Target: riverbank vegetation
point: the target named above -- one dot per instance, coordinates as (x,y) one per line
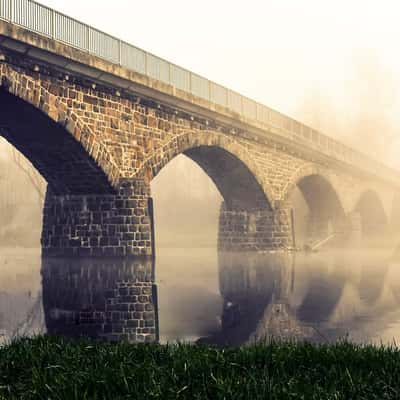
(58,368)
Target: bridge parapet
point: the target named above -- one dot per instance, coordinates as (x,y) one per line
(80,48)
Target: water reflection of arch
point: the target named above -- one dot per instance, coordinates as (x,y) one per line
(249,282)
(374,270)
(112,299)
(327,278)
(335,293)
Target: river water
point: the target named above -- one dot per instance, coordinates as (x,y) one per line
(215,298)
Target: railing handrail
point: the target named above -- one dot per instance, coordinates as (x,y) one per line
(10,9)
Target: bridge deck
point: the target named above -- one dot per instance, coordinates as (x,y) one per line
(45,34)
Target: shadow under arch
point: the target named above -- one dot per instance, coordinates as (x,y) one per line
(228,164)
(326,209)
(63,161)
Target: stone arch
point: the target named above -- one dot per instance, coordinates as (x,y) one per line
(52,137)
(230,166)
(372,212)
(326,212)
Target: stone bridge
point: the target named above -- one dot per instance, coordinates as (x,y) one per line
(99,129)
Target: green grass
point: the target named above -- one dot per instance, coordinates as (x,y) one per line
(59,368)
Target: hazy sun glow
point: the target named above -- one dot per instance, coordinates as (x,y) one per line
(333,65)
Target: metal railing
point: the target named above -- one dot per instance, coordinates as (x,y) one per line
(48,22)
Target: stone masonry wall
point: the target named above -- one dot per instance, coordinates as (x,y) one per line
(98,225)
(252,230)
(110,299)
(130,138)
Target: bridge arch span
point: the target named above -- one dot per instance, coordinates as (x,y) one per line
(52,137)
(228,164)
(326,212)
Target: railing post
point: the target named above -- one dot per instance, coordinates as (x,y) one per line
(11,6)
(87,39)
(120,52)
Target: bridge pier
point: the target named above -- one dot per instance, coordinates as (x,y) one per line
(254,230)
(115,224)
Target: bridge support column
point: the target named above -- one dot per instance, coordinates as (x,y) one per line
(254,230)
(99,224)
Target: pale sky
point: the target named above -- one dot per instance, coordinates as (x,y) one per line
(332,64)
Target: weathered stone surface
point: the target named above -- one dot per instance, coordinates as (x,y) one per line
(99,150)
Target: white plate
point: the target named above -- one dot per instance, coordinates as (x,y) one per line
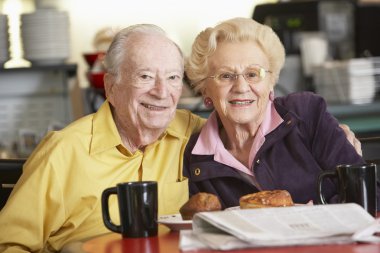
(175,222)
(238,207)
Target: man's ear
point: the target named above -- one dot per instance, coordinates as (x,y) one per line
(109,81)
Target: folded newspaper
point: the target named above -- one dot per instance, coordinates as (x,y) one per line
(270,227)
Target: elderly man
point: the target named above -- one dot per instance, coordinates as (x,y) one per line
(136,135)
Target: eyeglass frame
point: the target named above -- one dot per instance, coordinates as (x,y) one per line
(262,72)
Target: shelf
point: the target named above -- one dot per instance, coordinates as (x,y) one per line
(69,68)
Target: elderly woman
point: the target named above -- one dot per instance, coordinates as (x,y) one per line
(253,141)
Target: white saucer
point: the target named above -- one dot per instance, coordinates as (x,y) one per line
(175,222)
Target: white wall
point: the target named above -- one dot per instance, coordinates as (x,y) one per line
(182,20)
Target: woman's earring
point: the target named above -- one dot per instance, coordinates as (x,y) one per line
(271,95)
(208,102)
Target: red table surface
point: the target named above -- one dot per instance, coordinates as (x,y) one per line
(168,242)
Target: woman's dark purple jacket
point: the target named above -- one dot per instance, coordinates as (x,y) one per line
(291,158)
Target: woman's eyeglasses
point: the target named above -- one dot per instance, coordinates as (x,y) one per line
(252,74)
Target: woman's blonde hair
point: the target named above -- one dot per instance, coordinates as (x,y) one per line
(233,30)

--

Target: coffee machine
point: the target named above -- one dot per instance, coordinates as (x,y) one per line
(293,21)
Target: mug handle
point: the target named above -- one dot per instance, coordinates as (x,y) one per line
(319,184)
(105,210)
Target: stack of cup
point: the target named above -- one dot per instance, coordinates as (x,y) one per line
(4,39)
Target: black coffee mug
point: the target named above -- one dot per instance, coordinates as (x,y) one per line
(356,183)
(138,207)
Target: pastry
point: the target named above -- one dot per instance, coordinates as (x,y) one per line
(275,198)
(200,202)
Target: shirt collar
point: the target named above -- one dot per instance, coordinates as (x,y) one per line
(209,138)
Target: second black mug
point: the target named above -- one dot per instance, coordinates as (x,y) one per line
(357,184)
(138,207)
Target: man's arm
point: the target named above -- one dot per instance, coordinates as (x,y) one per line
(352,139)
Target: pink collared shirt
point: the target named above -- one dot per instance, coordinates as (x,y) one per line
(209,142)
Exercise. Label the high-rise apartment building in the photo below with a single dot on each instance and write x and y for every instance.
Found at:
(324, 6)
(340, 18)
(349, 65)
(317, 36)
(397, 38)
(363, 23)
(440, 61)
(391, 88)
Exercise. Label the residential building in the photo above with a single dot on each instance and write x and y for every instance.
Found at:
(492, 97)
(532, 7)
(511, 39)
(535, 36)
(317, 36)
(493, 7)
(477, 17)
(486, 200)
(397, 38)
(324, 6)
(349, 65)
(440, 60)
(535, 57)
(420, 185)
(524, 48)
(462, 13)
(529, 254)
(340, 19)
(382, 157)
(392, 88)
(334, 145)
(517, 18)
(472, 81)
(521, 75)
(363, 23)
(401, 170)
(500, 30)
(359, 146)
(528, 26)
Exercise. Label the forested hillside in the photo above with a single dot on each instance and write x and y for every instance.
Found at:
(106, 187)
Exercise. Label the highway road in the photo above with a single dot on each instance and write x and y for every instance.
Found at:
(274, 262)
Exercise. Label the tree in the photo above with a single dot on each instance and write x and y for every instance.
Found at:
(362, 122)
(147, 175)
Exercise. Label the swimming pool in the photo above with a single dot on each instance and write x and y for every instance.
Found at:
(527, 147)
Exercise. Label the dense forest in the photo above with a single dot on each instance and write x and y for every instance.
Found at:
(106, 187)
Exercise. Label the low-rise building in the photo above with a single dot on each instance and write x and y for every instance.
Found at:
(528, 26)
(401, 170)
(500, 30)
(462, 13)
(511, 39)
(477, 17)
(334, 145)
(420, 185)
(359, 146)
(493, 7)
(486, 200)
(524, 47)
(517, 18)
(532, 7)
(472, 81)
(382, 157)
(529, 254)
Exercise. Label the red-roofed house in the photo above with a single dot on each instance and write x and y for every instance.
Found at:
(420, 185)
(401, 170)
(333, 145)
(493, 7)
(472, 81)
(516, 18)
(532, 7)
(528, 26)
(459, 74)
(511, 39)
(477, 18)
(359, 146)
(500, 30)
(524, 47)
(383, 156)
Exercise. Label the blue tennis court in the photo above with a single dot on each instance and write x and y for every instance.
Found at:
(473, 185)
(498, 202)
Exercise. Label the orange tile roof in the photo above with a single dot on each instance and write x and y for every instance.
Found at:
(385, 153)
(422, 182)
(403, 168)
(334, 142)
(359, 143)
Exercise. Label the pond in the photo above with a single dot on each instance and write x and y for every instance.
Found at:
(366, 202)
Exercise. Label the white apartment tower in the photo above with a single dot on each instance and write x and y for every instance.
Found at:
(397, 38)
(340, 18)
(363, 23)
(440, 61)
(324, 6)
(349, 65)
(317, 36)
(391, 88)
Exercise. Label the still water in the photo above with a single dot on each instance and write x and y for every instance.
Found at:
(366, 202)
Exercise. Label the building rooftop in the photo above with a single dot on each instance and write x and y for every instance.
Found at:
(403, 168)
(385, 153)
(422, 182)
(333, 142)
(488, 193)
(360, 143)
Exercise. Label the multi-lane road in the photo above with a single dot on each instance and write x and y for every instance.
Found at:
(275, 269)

* * *

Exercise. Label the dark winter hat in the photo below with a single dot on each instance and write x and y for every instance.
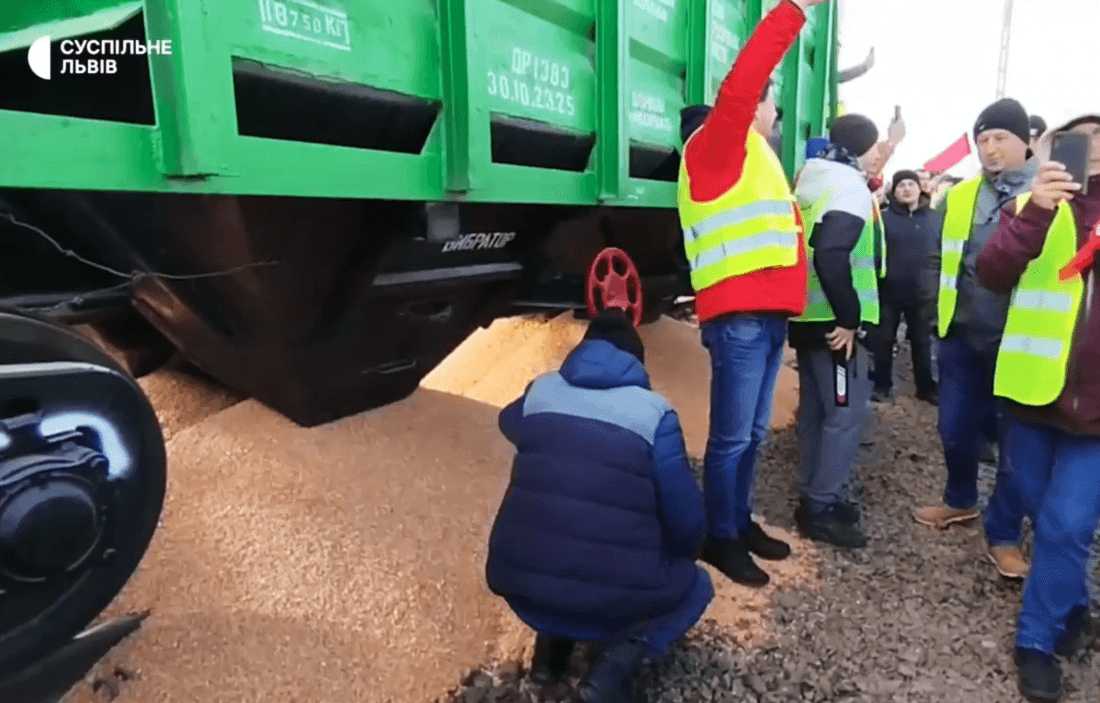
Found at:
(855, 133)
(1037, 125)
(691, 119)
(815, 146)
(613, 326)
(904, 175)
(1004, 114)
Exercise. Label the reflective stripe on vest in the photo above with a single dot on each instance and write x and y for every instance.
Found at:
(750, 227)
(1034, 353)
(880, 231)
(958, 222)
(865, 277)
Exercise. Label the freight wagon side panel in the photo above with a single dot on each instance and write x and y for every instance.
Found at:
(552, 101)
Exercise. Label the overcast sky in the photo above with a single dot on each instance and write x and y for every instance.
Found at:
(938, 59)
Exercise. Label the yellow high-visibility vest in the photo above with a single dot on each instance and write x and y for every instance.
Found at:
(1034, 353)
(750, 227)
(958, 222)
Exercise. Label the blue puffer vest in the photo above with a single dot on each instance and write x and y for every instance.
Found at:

**Set task:** How many lines in the material above contain the string "stone"? Letter case counts. Reply with the number alone.

**Completed exercise:** 4